(EXTRACTED MATERIAL):
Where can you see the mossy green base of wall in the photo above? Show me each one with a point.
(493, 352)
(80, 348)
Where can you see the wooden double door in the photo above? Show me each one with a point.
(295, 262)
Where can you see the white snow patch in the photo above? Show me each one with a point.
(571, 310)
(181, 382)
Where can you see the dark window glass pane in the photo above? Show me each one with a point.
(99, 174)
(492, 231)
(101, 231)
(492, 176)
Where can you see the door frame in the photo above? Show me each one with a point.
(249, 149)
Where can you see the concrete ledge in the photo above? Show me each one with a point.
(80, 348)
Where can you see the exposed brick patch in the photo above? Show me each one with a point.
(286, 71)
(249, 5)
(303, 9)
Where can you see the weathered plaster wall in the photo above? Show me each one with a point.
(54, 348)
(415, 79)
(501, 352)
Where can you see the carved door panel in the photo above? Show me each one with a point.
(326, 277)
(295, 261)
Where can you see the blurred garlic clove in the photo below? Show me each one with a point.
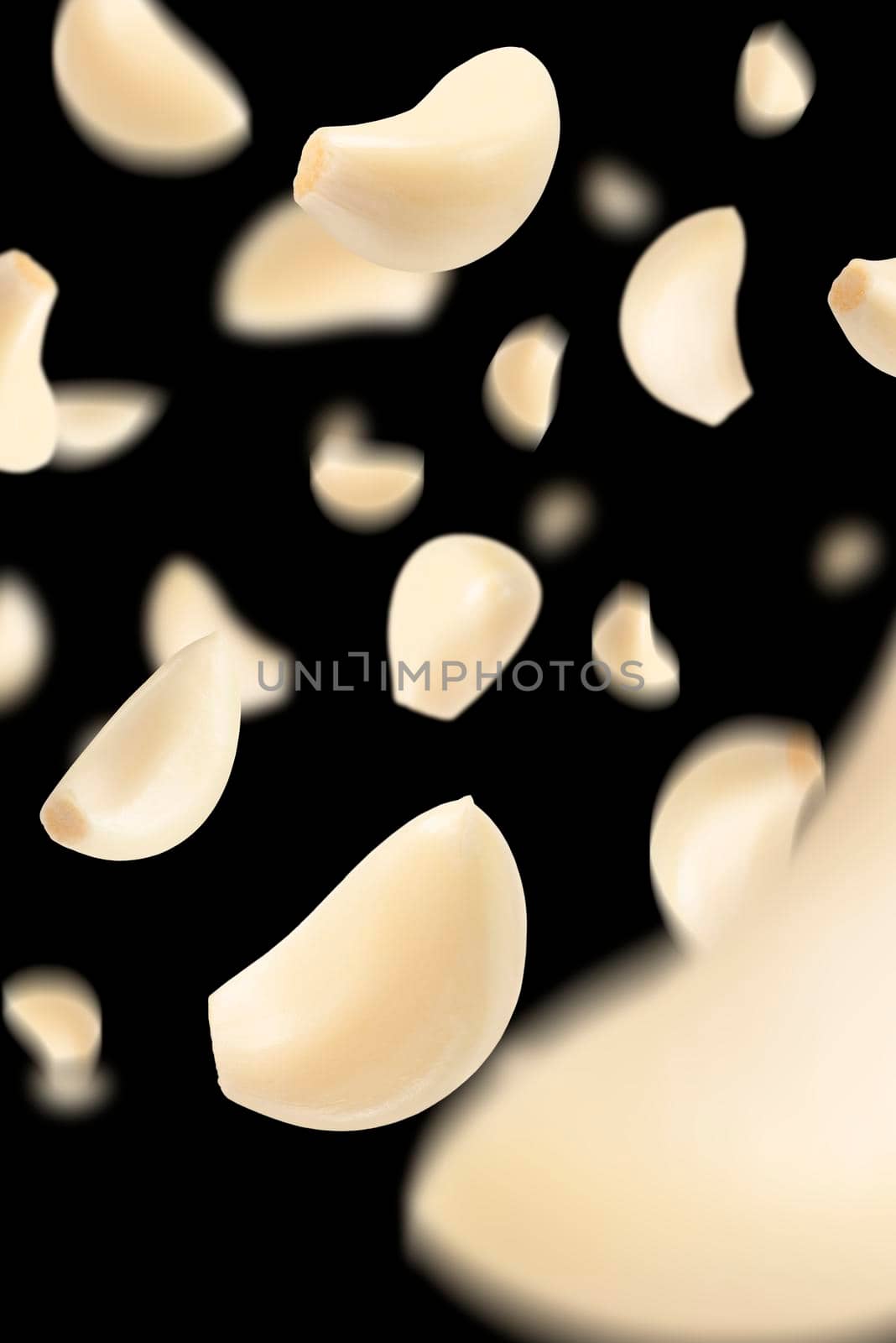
(389, 994)
(157, 770)
(624, 637)
(775, 81)
(862, 299)
(726, 821)
(447, 181)
(27, 407)
(461, 609)
(183, 604)
(522, 382)
(679, 317)
(143, 91)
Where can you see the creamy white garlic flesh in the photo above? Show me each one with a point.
(447, 181)
(389, 994)
(156, 771)
(679, 317)
(143, 91)
(461, 609)
(27, 407)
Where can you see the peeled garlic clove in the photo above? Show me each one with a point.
(183, 604)
(461, 609)
(679, 317)
(159, 767)
(522, 382)
(392, 993)
(27, 409)
(862, 299)
(143, 91)
(775, 81)
(447, 181)
(624, 638)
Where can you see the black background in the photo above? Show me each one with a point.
(174, 1185)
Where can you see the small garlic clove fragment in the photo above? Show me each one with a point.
(157, 770)
(447, 181)
(862, 299)
(775, 81)
(679, 317)
(27, 407)
(522, 382)
(726, 821)
(143, 91)
(183, 604)
(623, 637)
(461, 609)
(389, 994)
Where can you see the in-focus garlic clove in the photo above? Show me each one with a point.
(143, 91)
(185, 602)
(775, 81)
(862, 299)
(624, 638)
(679, 317)
(157, 770)
(389, 994)
(447, 181)
(522, 382)
(726, 821)
(461, 610)
(287, 279)
(27, 407)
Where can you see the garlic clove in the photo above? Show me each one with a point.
(522, 382)
(461, 608)
(679, 317)
(624, 638)
(775, 81)
(389, 994)
(447, 181)
(862, 299)
(183, 604)
(157, 770)
(143, 91)
(27, 409)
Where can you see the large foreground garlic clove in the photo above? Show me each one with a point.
(679, 317)
(625, 640)
(461, 609)
(522, 382)
(27, 407)
(392, 991)
(157, 770)
(447, 181)
(862, 299)
(775, 81)
(726, 821)
(143, 91)
(183, 604)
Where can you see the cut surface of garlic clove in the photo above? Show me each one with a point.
(157, 770)
(522, 382)
(27, 407)
(447, 181)
(461, 610)
(185, 602)
(679, 317)
(392, 993)
(101, 421)
(624, 638)
(726, 823)
(775, 81)
(287, 279)
(862, 299)
(143, 91)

(WHAT TO DO):
The preceding entries should be duplicated word for word; no picture belongs in the copy.

(RESULT BELOW):
Where can you see the mossy green base of wall in the photo above? Show me each one with a point.
(493, 352)
(80, 348)
Where can you see the wooden double door in the photo above? Show me each one with a point.
(295, 262)
Where can you see the white snow patch in the photo above? Show me each one with a point.
(571, 310)
(181, 382)
Where can you see the dark window glass pane in the photo above? Show me each one with a point.
(99, 174)
(492, 231)
(101, 231)
(492, 176)
Where can you see the door frame in the photo above? Show me each one with a point.
(249, 149)
Where can you see the concrete ledge in the photo above? Show me each one with a point.
(80, 348)
Where can you see the exposed brick patch in the photo above? Show me each one with a point.
(286, 71)
(249, 5)
(303, 9)
Where can you see the weathered plaster wall in the photo above? Show me each one with a point.
(54, 348)
(415, 79)
(501, 352)
Where can you see the carved door panel in the photo above? Show me each one with a point.
(326, 277)
(295, 261)
Where can you see the blurred garlic clove in the photo below? Show me each one with a point.
(389, 994)
(157, 770)
(624, 637)
(775, 81)
(862, 299)
(726, 821)
(447, 181)
(27, 407)
(461, 609)
(183, 604)
(522, 382)
(679, 317)
(143, 91)
Where can you see the creamy white garlic flesh in the photo above? Show me each one with a point.
(447, 181)
(389, 994)
(156, 771)
(679, 317)
(143, 91)
(461, 609)
(27, 407)
Where can you see the peeled garlic clove in the photo above? Show me each one with a point.
(183, 604)
(461, 609)
(679, 317)
(159, 767)
(522, 382)
(392, 993)
(27, 409)
(862, 299)
(143, 91)
(775, 81)
(447, 181)
(624, 638)
Where can you see the black background in the photo above? Show me each one with a point.
(174, 1185)
Where can you see the small garlic clove fragment in the photo above? Show me each one with a point.
(157, 770)
(447, 181)
(862, 299)
(775, 81)
(679, 317)
(27, 407)
(522, 382)
(726, 821)
(143, 91)
(183, 604)
(623, 637)
(461, 609)
(389, 994)
Where can you see the in-focus garlic clove in the photo above? Show me each one with a point.
(143, 91)
(185, 602)
(775, 81)
(862, 299)
(624, 638)
(679, 317)
(157, 770)
(389, 994)
(447, 181)
(522, 382)
(726, 821)
(461, 610)
(287, 279)
(27, 407)
Where can you see the garlic clove in the photo above? Show me each one with a point.
(522, 382)
(461, 608)
(679, 317)
(624, 638)
(775, 81)
(389, 994)
(447, 181)
(862, 299)
(183, 604)
(157, 770)
(143, 91)
(27, 409)
Where can you see the large foreground garlic clove in the photo above? Show me each one with a point.
(679, 317)
(625, 640)
(461, 609)
(522, 382)
(27, 407)
(392, 991)
(157, 770)
(447, 181)
(862, 299)
(775, 81)
(726, 821)
(143, 91)
(183, 604)
Where can you see the cut surface of garlic clove in the photo above? Show me each one with a point.
(157, 770)
(522, 382)
(27, 407)
(447, 181)
(461, 610)
(185, 602)
(679, 317)
(392, 993)
(101, 421)
(624, 638)
(726, 823)
(775, 81)
(287, 279)
(862, 299)
(143, 91)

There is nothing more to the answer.